Your instructions: Find the word "chest" in the data, then copy each line where it is found.

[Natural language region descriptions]
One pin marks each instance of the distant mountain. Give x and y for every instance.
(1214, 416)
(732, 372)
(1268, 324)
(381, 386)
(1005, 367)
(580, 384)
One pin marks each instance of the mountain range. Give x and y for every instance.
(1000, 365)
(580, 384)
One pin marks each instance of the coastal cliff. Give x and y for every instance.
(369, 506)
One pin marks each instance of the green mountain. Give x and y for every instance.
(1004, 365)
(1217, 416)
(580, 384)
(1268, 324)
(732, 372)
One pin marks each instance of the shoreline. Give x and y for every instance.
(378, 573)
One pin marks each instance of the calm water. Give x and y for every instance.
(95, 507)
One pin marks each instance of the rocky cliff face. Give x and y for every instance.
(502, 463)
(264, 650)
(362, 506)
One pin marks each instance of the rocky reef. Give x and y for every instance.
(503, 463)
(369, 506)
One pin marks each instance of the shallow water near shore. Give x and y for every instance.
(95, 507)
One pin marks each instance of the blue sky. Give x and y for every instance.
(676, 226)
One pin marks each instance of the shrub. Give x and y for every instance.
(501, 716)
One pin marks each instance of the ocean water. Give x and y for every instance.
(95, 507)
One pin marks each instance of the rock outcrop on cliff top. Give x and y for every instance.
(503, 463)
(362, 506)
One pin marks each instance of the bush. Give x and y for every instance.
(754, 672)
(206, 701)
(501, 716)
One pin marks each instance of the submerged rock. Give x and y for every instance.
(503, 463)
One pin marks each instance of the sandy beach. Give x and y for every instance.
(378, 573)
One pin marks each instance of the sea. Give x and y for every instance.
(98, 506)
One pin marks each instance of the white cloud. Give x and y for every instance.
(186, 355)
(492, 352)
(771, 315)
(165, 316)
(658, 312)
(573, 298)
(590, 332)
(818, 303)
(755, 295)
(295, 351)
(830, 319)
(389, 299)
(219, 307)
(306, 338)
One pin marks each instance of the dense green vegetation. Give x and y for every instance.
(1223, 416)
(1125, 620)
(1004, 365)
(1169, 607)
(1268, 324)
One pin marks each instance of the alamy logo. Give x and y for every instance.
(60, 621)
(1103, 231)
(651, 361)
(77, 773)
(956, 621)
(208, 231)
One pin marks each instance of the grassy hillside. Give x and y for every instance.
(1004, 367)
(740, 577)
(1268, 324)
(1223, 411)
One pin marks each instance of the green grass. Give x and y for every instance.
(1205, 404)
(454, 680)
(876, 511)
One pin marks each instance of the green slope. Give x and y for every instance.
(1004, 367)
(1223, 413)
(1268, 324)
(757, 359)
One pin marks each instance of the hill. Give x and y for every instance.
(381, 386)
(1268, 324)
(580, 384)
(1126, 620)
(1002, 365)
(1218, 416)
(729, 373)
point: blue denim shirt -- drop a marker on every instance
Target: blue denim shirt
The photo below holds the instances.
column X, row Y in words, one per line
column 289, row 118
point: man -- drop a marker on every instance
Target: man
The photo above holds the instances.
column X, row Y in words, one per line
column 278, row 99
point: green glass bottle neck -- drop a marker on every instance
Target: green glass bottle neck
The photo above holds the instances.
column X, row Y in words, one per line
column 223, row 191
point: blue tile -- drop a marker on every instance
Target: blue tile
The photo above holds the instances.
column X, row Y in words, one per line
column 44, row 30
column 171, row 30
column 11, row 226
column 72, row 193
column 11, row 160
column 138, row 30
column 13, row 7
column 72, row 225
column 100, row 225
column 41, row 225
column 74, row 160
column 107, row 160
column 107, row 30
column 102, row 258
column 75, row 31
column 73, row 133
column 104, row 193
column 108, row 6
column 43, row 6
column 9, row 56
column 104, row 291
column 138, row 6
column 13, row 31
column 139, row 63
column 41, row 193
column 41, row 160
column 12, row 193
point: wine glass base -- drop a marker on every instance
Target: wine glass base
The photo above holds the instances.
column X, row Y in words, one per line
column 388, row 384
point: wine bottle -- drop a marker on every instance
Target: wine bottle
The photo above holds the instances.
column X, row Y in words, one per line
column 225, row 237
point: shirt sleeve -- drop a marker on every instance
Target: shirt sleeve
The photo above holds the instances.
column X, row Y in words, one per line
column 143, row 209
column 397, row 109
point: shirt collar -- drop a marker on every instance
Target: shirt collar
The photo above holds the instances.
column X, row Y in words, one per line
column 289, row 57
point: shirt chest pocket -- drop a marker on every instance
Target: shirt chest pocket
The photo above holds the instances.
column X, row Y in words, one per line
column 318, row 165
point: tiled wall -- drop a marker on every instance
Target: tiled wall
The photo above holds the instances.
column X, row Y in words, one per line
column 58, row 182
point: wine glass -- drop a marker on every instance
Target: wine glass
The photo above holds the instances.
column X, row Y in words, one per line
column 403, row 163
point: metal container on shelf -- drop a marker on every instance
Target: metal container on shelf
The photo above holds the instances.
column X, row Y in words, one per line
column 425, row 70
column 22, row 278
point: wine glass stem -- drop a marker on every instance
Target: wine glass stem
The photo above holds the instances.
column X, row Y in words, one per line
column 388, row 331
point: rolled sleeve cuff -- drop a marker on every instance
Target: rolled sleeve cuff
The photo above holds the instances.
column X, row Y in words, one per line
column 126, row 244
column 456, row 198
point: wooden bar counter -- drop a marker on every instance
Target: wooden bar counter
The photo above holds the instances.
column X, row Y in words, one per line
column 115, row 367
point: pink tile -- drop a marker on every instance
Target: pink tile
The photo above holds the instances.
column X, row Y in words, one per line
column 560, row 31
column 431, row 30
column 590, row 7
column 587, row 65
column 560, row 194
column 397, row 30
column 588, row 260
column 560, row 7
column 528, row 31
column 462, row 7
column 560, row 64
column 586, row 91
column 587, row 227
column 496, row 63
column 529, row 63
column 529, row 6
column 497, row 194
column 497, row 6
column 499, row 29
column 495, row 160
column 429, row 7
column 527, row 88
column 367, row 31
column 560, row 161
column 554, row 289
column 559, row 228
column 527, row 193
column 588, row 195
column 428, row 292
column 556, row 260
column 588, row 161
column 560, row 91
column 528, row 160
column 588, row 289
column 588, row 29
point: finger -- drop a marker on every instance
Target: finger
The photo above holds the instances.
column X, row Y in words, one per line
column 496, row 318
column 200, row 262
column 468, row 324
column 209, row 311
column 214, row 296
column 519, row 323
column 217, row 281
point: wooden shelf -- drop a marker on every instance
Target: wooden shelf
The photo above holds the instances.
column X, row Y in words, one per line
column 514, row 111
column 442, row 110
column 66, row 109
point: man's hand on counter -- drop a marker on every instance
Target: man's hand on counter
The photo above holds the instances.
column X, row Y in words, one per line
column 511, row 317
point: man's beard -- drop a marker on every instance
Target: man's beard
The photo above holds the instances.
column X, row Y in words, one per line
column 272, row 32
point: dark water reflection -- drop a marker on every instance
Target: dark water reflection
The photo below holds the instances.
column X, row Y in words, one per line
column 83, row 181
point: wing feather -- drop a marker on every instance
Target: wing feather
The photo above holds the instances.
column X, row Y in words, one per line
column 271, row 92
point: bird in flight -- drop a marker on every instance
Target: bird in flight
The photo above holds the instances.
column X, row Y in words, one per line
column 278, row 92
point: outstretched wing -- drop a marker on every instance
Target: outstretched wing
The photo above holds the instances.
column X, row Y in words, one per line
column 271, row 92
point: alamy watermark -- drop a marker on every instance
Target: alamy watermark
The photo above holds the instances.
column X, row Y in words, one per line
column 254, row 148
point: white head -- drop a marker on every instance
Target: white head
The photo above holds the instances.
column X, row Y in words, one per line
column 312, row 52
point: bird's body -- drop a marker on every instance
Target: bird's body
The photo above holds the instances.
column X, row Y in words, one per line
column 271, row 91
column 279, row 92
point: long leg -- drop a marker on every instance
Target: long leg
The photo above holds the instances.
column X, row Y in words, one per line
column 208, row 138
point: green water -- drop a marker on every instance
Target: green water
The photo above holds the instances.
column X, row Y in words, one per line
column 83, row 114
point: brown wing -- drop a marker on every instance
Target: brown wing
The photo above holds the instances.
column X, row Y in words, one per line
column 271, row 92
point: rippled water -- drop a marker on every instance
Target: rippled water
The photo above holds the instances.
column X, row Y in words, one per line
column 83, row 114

Response area:
point: shirt chest pocket -- drop a marker on every instance
Target: shirt chest pocket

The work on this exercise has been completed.